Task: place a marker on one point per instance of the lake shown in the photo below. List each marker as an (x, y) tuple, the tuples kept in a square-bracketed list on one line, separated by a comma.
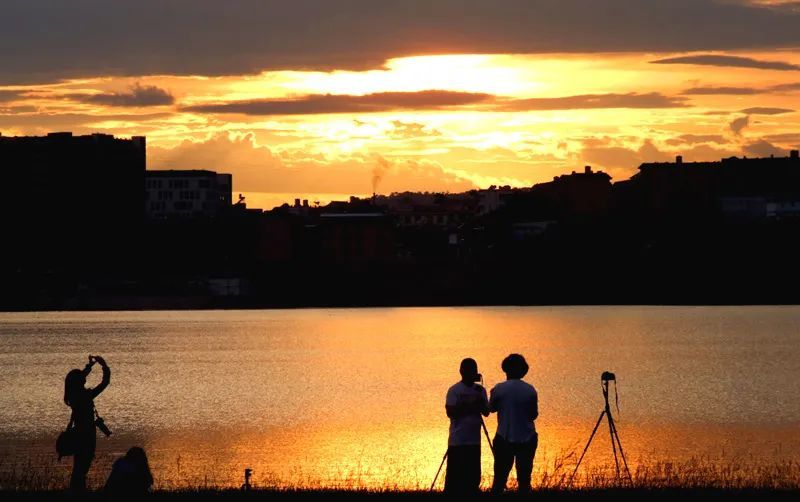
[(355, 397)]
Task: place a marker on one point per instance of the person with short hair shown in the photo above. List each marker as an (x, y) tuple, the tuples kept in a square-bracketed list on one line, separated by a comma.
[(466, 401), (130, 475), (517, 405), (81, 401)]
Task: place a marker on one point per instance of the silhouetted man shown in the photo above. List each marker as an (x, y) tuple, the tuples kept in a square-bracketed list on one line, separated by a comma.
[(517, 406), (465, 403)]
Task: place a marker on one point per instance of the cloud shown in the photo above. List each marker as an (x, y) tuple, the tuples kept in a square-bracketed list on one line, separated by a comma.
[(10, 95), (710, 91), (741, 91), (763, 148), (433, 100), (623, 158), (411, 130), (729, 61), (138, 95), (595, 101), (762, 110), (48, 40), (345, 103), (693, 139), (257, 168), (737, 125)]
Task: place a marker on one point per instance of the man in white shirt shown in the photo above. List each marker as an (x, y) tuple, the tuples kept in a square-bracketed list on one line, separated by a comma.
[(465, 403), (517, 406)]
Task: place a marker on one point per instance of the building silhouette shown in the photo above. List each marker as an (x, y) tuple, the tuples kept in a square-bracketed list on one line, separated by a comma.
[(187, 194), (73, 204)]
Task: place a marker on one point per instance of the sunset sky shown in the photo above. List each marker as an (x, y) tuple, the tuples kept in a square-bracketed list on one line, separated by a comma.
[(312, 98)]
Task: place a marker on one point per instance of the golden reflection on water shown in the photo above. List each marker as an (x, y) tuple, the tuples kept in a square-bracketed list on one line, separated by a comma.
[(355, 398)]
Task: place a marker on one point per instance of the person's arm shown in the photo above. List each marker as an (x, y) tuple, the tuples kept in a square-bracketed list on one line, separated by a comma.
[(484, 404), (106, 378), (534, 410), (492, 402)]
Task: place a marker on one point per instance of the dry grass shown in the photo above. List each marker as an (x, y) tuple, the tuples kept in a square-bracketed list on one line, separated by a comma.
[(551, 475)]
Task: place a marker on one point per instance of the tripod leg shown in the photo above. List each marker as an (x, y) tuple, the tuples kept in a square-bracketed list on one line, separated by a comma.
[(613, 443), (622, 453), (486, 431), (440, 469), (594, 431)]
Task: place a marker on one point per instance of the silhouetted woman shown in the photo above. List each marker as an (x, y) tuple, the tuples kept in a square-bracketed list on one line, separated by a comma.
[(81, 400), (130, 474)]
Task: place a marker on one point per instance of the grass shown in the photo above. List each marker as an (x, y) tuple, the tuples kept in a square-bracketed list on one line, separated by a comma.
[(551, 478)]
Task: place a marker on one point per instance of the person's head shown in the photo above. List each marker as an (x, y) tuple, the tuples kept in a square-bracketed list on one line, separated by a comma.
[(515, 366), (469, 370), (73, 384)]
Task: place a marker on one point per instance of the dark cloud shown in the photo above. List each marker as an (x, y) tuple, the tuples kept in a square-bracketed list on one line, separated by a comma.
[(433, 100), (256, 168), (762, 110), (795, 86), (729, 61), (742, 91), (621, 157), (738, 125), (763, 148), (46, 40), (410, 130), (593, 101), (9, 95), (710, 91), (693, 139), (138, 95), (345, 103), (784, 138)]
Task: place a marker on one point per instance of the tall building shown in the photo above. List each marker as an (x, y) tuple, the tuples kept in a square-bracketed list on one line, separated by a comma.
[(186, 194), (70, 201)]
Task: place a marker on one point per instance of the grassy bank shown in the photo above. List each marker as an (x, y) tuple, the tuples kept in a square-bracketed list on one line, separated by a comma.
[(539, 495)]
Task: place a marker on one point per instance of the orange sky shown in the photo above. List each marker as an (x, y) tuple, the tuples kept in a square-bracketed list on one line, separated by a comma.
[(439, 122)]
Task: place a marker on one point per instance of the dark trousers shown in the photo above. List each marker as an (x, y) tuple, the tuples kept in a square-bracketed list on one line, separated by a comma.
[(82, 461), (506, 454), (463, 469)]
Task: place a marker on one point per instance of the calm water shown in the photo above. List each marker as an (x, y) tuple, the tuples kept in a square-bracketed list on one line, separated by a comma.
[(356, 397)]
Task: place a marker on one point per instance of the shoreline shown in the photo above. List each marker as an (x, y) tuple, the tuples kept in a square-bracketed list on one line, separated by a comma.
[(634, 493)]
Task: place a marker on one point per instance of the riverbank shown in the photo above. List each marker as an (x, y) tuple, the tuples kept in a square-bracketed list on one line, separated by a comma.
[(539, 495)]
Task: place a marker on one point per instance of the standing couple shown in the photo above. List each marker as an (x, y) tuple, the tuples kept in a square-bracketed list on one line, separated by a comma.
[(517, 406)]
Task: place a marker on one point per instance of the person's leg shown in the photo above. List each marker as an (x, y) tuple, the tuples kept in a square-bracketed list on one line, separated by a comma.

------------

## Task details:
Each record must be repeated exactly, and no picture may be carried over.

## Answer box:
Task: place a marker on one point per instance of the lake shown in the photo below. List each marker as an (x, y) tuple, the tuples kept in a square-bracketed list on one line, separated by a comma.
[(355, 397)]
Task: place a marker on one point per instance of the person with short hair shown in the photo above. List each marker as an (x, y) tuple, the tuples kept in a square-bracketed list on one line, separated by a comma.
[(466, 401), (130, 475), (517, 405), (81, 401)]
Task: place a marker on one point per instance of the silhouetted man shown in the photo above. List each marker as an (x, y) tuple, the tuples kept in a square-bracketed list on one line, separated by a comma.
[(517, 406), (465, 403)]
Task: place a marker on one point per instance of the cloud shown in the photo above. List each marker as an (x, y) tuple, the tuples kept in a square-bracketed list on one line, separated by a comma.
[(10, 95), (710, 91), (741, 91), (763, 148), (433, 100), (623, 158), (411, 130), (729, 61), (138, 95), (595, 101), (762, 110), (48, 40), (345, 103), (693, 139), (257, 168), (737, 125)]
Task: place a marker on one point per instance of the man in white shirt shown in the photo above. List each marker as an (x, y) tuple, the tuples kept in a square-bracketed list on one line, separated by a comma.
[(465, 403), (517, 406)]
Task: place a marker on one point per instance of the building silhouette shown in the photo above. List each marker as an (x, y) tuple, the tuples kept in a square-bracketed list on one line, separated by a comma.
[(187, 194), (73, 204)]
Task: place a marker on one point per instance of the sunset sky shown in the photo above. List each marker as an (x, y) tuple, the tuples kept in a square-bracketed list on one line, separated by a comma.
[(312, 98)]
Task: place a marker on one point per instance of the golden reflection on water shown in the photo above. List each marker as an (x, y) tuple, the tuples kept in a square-bracketed list on one line, separated by a comma.
[(355, 398)]
Task: place a marker on one point per instance of the person's arm shown in the photo above. List each marker as an (x, y) tuple, the tuples kept in a square-bracketed list on one line, separated by a comma.
[(484, 404), (106, 378), (534, 410), (492, 402)]
Task: place a marker on one point per instance of the dry grass shown in the photo above. List each marker as an (x, y) tuple, the tuples kept in a square-bracketed list on one line, separated by a comma.
[(551, 475)]
Task: place a marker on one point per instance of the tripod leg shown in the photo above. List each marker as an (x, y) tuple, the tuples kept in a square-bracketed list on one line, separated by a comma.
[(613, 443), (622, 453), (486, 431), (440, 469), (594, 431)]
Task: place a marker on one point per instance of the silhouetted woman shown in the photo above. List each marker as an (x, y) tuple, the tuples kept in a square-bracketed list on one line, separated by a comma.
[(81, 400), (130, 474)]
Task: place a marker on one point per instance of the grass shown in the photo above. List each marker as an (x, y) tuple, the tuples kept in a square-bracketed list on one line, separated by a comma.
[(551, 478)]
Task: place a marker on one point per instance of the person's head shown in the photo above. List each marker as an (x, y) tuple, the tuples kept in a square-bracketed list on one line, separated by a comma.
[(515, 366), (469, 370), (73, 384)]
Task: place a marker on one point per instance of the dark cloud shown in the photo above. List each marker as an (x, y) tuple, the tuples kept in a square-bracketed list on one line, separated by a comma.
[(433, 100), (256, 168), (762, 110), (795, 86), (729, 61), (742, 91), (621, 157), (738, 125), (763, 148), (46, 40), (410, 130), (593, 101), (9, 95), (710, 91), (693, 139), (138, 95), (345, 103), (784, 138)]
Task: place a marker on one point per instance of the tall building shown in the photo above. List each marker as an (x, y) tuple, the tuples kept in a square-bracketed list on one line, separated by a comma.
[(186, 194), (70, 201)]
Task: place a marker on one point per instance of the grassy bank shown in the photo above. List each marker as an (x, y) tuple, the tuples kept in a square-bracketed list on one line, separated by a comma.
[(539, 495)]
Task: place a marker on one point per instance of the orange sky shown in the photo above. List each marker as an (x, y) tuple, the tuples kept in a square-bracketed list on one line, separated by a comma.
[(439, 122)]
Task: place a marker on one point per instance of the dark trousers shown in the photo above. List each marker as an (x, y) tuple, the tuples kept in a square-bracketed list on one line, separated by a comma.
[(82, 461), (506, 454), (463, 469)]
Task: place a marker on one point per instance of the calm water shown in the photo above. List each marker as an (x, y) tuple, the tuples kept in a square-bracketed list on one line, separated by a comma.
[(356, 397)]
Task: place a marker on one point per instance of the shoreline shown in the photo above. List each marker as an (x, y) tuple, the tuples kept in a square-bracketed list on one line, separated by a comma.
[(634, 493)]
Task: place a marker on one point per instance of the riverbank shown in the photo above. List each marker as an (x, y) tuple, the tuples kept in a square-bracketed list on one line, separated by a comma.
[(539, 495)]
Task: place a marker on one point per instance of the standing couple shown in the photo above. List each marker as an (x, y) tuple, the tuples kept in a square-bracketed list on one line, separated by a comma.
[(517, 406)]
Task: place a marker on one point per instance of the person's leg shown in the photo above. List each marker as an (x, y) tuple, the tuples kept in a square-bracketed list on one line, separated by a comma.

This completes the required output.